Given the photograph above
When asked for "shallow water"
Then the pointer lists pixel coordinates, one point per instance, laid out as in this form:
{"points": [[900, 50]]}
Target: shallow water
_ _ _
### [What you have to do]
Return every line of the listing above verbatim, preserving its order and wording without alteration.

### [Written reply]
Given the photograph above
When asked for "shallow water"
Then the pointer lists pixel coordinates, one point per instance, laid out as in this form:
{"points": [[900, 50]]}
Target: shallow water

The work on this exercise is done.